_GOAL OF THE EXERCISE:_
Can you quote exactly the stretch of lines from the one with "of the doorway" through the final line of the material, both ends included?

_LISTED RECORDS:_
-- begin --
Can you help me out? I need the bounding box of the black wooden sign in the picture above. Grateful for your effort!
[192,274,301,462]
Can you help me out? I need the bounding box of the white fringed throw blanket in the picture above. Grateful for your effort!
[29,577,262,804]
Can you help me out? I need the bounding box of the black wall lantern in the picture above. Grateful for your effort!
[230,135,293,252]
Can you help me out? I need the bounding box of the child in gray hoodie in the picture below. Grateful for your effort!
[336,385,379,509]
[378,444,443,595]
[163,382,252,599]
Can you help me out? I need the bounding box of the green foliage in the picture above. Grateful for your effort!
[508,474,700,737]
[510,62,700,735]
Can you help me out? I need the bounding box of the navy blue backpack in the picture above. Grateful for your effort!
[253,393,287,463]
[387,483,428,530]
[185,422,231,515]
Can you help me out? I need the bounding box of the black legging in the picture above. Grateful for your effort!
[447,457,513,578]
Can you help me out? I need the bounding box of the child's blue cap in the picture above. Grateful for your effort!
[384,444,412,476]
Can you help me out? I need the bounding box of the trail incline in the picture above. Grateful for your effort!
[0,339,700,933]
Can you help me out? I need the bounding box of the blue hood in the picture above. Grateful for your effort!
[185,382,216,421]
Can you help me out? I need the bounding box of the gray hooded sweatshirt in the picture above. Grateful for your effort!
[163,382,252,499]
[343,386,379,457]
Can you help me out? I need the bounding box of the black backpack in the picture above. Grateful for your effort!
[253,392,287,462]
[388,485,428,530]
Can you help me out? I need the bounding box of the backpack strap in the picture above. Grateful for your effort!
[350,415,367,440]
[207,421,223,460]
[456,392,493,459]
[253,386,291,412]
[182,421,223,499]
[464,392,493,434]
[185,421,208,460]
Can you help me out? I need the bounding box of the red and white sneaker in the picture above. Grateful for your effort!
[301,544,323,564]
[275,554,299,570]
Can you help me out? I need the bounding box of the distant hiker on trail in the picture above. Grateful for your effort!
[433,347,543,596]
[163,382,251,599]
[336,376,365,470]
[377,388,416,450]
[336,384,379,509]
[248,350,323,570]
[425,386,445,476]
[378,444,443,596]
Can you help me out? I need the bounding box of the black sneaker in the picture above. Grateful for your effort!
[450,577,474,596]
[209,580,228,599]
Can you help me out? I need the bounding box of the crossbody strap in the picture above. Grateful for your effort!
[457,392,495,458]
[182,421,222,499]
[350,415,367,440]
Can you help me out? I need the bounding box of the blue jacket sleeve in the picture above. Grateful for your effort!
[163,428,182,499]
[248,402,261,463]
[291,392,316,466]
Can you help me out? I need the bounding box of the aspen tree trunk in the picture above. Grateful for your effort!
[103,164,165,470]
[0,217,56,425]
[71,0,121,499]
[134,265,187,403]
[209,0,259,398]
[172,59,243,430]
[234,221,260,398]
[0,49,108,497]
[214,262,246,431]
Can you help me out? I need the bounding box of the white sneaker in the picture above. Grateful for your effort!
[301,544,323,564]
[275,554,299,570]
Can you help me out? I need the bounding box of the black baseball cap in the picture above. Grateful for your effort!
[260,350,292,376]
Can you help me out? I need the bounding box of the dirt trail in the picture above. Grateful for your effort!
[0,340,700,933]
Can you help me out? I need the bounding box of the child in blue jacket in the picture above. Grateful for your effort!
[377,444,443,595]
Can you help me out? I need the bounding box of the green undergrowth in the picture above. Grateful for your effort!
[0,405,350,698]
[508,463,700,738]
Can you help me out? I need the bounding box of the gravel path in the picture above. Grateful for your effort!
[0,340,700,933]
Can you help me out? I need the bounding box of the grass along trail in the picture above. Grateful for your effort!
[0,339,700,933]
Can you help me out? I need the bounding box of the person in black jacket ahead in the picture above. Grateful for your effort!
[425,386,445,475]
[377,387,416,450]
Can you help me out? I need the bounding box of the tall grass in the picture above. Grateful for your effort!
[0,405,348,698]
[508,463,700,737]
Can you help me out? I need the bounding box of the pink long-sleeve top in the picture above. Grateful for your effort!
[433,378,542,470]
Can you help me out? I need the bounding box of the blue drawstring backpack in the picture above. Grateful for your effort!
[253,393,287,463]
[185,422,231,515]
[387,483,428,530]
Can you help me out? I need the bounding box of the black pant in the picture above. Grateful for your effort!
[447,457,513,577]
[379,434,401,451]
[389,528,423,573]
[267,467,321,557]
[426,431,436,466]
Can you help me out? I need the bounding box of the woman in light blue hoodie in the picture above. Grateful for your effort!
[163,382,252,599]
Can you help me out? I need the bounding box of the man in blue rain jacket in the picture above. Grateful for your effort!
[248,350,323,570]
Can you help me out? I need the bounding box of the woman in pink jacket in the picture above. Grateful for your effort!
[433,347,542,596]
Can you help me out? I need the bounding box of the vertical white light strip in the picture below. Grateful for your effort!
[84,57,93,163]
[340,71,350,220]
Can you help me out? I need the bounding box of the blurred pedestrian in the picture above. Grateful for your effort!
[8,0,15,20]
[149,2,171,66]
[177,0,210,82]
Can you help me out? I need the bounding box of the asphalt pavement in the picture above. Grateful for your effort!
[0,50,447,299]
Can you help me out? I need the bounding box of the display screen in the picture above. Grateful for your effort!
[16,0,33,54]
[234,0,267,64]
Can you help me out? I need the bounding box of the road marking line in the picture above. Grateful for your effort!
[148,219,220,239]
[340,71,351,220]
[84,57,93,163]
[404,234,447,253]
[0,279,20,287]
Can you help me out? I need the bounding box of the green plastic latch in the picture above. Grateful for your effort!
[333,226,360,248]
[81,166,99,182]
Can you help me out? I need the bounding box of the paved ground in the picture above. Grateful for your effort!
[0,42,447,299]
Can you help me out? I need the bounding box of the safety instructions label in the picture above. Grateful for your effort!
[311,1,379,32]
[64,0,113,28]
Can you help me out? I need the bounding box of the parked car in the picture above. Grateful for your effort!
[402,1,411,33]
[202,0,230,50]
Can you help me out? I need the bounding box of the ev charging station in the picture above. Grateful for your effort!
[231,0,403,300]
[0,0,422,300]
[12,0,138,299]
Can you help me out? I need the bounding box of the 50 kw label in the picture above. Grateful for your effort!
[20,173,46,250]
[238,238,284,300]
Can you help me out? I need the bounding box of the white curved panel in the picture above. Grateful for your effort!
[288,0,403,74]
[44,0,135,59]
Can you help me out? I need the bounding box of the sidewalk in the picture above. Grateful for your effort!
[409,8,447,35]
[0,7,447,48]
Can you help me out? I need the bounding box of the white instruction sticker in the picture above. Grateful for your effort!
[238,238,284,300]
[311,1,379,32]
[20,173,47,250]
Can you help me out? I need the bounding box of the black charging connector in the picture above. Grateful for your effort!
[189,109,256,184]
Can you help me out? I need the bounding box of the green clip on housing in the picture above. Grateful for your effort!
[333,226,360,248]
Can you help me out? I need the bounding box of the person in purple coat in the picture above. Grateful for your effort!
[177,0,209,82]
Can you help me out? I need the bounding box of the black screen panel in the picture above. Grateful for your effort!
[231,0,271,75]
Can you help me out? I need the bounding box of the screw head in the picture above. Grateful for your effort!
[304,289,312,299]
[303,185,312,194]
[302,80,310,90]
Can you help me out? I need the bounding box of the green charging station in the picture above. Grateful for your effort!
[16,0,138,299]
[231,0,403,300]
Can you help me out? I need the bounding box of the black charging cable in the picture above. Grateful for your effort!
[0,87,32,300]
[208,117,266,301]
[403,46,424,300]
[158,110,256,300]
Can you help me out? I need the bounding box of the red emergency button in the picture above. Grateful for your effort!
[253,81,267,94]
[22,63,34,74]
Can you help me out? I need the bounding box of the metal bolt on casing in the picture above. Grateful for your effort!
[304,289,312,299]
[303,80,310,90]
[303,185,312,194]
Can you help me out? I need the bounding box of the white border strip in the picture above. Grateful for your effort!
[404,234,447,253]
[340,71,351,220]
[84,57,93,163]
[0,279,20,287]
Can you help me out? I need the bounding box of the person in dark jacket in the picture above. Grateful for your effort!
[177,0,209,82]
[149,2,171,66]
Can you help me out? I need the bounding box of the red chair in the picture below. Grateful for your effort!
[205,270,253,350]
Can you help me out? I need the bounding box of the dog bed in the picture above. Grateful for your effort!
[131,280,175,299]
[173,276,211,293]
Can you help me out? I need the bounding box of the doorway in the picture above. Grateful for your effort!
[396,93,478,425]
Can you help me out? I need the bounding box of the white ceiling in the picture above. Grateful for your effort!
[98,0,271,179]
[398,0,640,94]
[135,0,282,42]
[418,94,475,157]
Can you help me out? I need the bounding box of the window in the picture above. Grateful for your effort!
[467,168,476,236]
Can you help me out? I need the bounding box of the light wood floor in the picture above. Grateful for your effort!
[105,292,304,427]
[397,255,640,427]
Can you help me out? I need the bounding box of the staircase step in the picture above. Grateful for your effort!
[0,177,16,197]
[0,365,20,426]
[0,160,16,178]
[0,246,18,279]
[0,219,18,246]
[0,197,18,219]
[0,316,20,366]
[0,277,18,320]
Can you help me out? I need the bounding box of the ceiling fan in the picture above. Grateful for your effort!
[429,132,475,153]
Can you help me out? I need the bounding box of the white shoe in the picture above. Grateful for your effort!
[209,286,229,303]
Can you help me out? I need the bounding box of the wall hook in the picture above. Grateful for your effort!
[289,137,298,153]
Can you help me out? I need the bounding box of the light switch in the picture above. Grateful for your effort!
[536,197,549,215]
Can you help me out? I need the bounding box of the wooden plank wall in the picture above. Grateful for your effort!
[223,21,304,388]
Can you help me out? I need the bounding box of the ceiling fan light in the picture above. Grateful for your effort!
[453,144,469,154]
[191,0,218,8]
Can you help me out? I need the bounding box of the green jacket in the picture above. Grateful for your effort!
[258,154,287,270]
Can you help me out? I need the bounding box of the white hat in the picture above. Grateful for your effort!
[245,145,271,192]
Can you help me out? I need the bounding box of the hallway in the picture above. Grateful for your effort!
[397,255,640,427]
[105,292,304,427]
-- end --
_EXPECTED ANSWER:_
Can you help me out? I need the bounding box of the doorway in the picture above. Grateful for your effort!
[396,93,478,425]
Can you help me out? I need the bounding box of the white ceiling in the picture above. Grateful for your effort!
[98,0,271,179]
[398,0,640,94]
[135,0,282,42]
[418,94,475,157]
Can you help me out? I need the bounding box of the window in the picture above. Grateful for your effort!
[467,168,476,236]
Can you help me out? I need the bounding box of the light wood floor in the picture above. Grateful for your effort!
[105,292,304,427]
[397,255,640,427]
Can you help me out? I need the bounding box of the staircase step in the picture above. Grateful for your effort!
[0,177,16,197]
[0,365,20,426]
[0,160,16,178]
[0,246,18,279]
[0,219,18,246]
[0,197,18,219]
[0,316,20,366]
[0,277,18,320]
Can you help me out? I need the bounding box of the ceiling fan in the picture above. Grateful for your effort!
[429,132,475,153]
Can you help me out? I need the bounding box of the white shoe in the picture above. Grateful for your effort!
[209,286,229,303]
Can you help me out? I need the bounding box of the wall hook in the picture above. Grateful for your effort!
[289,137,298,153]
Can you help me out? I need the bounding box of the light switch in the picture above. Grateful for your effort!
[536,197,549,215]
Can you help me out? I need the bounding box of the wooden plank wall in the picture above. Grateful for your effort!
[223,21,304,388]
Can you help me out? I need the bounding box of the ceiling fan light in the picture above. Grateful for your effort!
[453,144,469,154]
[191,0,218,8]
Can you help me out? I need the bounding box of the green jacket in the picture above. Grateful for your effort!
[258,154,287,270]
Can you help me out? I need the bounding box of the white hat in the picture above. Grateful for your effort!
[245,145,271,192]
Can you help me out? I need the bounding box of the hallway in the picture above. Grateful for your effort!
[397,255,640,427]
[105,292,304,427]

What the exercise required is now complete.